- _The problem_: Retype the following listing exactly as it appears, line for line.

- _Data_:
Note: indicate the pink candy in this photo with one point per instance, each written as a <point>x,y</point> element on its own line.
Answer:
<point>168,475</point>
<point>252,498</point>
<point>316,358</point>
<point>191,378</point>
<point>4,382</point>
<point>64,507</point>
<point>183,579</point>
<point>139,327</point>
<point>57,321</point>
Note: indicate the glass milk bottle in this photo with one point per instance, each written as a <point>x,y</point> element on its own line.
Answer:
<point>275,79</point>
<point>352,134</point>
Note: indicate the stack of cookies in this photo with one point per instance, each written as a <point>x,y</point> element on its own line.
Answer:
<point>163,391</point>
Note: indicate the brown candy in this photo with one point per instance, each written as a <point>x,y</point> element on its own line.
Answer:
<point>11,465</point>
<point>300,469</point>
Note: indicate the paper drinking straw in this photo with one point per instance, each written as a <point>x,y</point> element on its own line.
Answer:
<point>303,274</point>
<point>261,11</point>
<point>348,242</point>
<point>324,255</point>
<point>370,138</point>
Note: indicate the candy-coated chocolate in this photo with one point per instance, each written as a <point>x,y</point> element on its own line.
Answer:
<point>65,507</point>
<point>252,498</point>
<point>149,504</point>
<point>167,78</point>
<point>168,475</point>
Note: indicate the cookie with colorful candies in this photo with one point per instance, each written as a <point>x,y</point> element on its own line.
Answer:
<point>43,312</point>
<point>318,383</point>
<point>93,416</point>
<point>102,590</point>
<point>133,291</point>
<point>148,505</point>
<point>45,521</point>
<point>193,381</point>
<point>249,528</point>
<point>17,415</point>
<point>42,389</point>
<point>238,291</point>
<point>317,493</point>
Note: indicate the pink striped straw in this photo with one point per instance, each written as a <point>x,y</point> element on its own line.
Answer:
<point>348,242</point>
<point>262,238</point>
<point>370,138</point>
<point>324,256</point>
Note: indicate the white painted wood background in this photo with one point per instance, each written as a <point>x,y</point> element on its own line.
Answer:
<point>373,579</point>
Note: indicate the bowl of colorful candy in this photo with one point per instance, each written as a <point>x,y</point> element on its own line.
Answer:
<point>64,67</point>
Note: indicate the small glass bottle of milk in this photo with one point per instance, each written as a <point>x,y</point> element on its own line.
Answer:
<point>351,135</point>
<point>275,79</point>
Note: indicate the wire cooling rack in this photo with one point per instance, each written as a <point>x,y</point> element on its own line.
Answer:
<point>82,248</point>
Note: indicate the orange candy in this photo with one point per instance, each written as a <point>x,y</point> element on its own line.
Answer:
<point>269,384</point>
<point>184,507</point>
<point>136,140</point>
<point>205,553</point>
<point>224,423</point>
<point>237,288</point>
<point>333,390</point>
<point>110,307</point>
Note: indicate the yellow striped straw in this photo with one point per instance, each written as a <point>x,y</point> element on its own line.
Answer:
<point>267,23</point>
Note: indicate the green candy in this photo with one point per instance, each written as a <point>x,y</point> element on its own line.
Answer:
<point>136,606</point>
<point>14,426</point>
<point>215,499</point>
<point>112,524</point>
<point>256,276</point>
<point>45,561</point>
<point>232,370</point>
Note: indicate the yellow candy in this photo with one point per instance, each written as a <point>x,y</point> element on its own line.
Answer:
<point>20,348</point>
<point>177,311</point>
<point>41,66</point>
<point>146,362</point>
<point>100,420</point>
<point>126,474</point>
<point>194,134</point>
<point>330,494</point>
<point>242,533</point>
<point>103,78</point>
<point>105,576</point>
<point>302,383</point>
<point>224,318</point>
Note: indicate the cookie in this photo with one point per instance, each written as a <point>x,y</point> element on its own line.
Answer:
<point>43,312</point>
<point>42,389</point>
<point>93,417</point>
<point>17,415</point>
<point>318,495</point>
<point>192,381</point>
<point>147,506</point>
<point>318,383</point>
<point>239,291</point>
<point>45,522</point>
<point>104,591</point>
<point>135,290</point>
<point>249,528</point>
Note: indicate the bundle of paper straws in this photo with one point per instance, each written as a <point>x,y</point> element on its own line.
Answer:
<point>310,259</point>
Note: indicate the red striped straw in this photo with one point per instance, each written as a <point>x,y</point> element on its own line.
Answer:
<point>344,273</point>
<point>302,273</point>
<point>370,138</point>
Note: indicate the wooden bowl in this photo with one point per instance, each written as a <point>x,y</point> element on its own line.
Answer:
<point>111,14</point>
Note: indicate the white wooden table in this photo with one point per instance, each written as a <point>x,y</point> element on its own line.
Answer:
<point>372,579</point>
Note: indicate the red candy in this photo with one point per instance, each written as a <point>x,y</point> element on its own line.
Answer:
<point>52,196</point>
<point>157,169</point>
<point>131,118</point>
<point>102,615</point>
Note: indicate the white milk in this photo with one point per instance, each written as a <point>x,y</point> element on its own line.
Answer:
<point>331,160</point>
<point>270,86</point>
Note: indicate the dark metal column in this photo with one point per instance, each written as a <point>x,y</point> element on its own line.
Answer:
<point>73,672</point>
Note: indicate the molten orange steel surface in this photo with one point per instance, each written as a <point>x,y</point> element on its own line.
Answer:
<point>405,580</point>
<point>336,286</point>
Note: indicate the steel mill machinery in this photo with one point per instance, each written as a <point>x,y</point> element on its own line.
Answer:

- _Complete answer_:
Note: indicate the pink candy in this photo with one point per instance, each written as a <point>x,y</point> element on its own line.
Answer:
<point>168,475</point>
<point>252,498</point>
<point>316,358</point>
<point>191,378</point>
<point>4,382</point>
<point>64,507</point>
<point>183,579</point>
<point>139,327</point>
<point>57,321</point>
Note: indicate the glass milk bottle in this photo with one point per instance, each written as a <point>x,y</point> element on its own line.
Answer:
<point>275,79</point>
<point>352,134</point>
Note: indicate the stack of cookies in this photo with one point per instance, each written as a <point>x,y</point> element on its own line.
Answer:
<point>163,391</point>
Note: indicate the brown candy in this photo with one point per instance, each written as a <point>x,y</point> element on its own line.
Answer:
<point>11,465</point>
<point>300,469</point>
Note: indicate the paper drinking straw in this photo with one point per instance, each written as a <point>x,y</point> element on its own line.
Answer:
<point>303,274</point>
<point>261,11</point>
<point>348,242</point>
<point>324,255</point>
<point>370,138</point>
Note: indicate the candy-coated chocolate in this photo with one point per instance, each written as a <point>x,y</point> element on its own line.
Answer:
<point>65,507</point>
<point>252,498</point>
<point>149,504</point>
<point>167,78</point>
<point>168,475</point>
Note: indicate the cookie with colorful candies in this photo with one point per instance, each written as a <point>x,y</point> element on its own line.
Answer:
<point>43,312</point>
<point>318,383</point>
<point>93,416</point>
<point>102,590</point>
<point>133,291</point>
<point>148,505</point>
<point>45,521</point>
<point>193,381</point>
<point>249,528</point>
<point>17,415</point>
<point>42,389</point>
<point>238,291</point>
<point>317,493</point>
Note: indicate the pink striped straw in this photo with one point per instance, each written as a <point>x,y</point> element on its own line.
Answer:
<point>348,242</point>
<point>262,238</point>
<point>370,138</point>
<point>324,256</point>
Note: indicate the white painted wood background in this photo with one point per instance, each written as a <point>x,y</point> element on its own line.
Answer:
<point>373,579</point>
Note: indicate the bowl of colorful candy in this photo with one point per instance, each written as a <point>x,y</point> element on its own line.
Answer:
<point>64,67</point>
Note: indicate the small glass bottle of milk in this photo with one point per instance, each written as a <point>x,y</point> element on its own line.
Answer:
<point>351,135</point>
<point>275,79</point>
Note: indicate the wire cooling rack in this photo with one point per instance, each written as a <point>x,y</point> element on its own line.
Answer:
<point>82,248</point>
Note: indicate the orange candy in this photo with one point per instance, each written as a <point>x,y</point> element on its own line.
Answer:
<point>269,384</point>
<point>184,507</point>
<point>136,140</point>
<point>205,553</point>
<point>224,423</point>
<point>237,288</point>
<point>333,390</point>
<point>110,307</point>
Note: indicate the yellow striped straw in this photo with one point per instance, each written as a <point>x,y</point> element on its own line.
Answer:
<point>267,23</point>
Note: indicate the green candy in this photo with one point per instance, each written as a <point>x,y</point> element on its own line.
Answer:
<point>136,606</point>
<point>14,426</point>
<point>215,499</point>
<point>112,524</point>
<point>256,276</point>
<point>45,561</point>
<point>232,370</point>
Note: indicate the yellow candy in this photo with one point per instance, each written as a <point>x,y</point> element on its own line.
Answer:
<point>20,348</point>
<point>177,311</point>
<point>41,66</point>
<point>146,362</point>
<point>100,420</point>
<point>126,474</point>
<point>194,134</point>
<point>330,494</point>
<point>242,533</point>
<point>103,78</point>
<point>105,576</point>
<point>302,383</point>
<point>224,318</point>
Note: indicate the cookie in this photo with one point per instance, each written as a <point>x,y</point> element on its own line.
Answer:
<point>43,312</point>
<point>42,389</point>
<point>93,417</point>
<point>17,415</point>
<point>318,495</point>
<point>192,381</point>
<point>147,506</point>
<point>318,383</point>
<point>239,291</point>
<point>45,522</point>
<point>104,591</point>
<point>135,290</point>
<point>249,528</point>
Note: indicate the bundle of paper straws in this photo with one point per instance, each written as a <point>x,y</point> element on its own line.
Answer:
<point>310,259</point>
Note: indicate the red striped straw in this photo with one point per instance, each written as a <point>x,y</point> element on its own line.
Answer:
<point>344,273</point>
<point>302,273</point>
<point>370,138</point>
Note: indicate the wooden bowl in this photo with one point per instance, each written as a <point>x,y</point> element on its own line.
Answer:
<point>111,14</point>
Note: indicate the white wooden table in this photo with one point per instance, each written as a <point>x,y</point> element on its own line.
Answer:
<point>372,579</point>
Note: indicate the red candy in this photo with one point per instance, each written as a <point>x,y</point> element on its own line.
Answer:
<point>52,196</point>
<point>157,169</point>
<point>131,118</point>
<point>102,615</point>
Note: indicate the white milk in this photo with one point per instance, each written as a <point>x,y</point> element on its own line.
Answer:
<point>331,160</point>
<point>270,86</point>
Note: indicate the dark metal column in this photo with one point per instance, each written as a <point>x,y</point> element on its own line.
Answer:
<point>73,672</point>
Note: indicate the molten orange steel surface in this photo with one point per instance, each written as a <point>x,y</point> element on its own line.
Answer:
<point>405,580</point>
<point>336,286</point>
Note: indicate the steel mill machinery in this photo with one point per instance, each written as a <point>x,y</point> element on its own line.
Answer:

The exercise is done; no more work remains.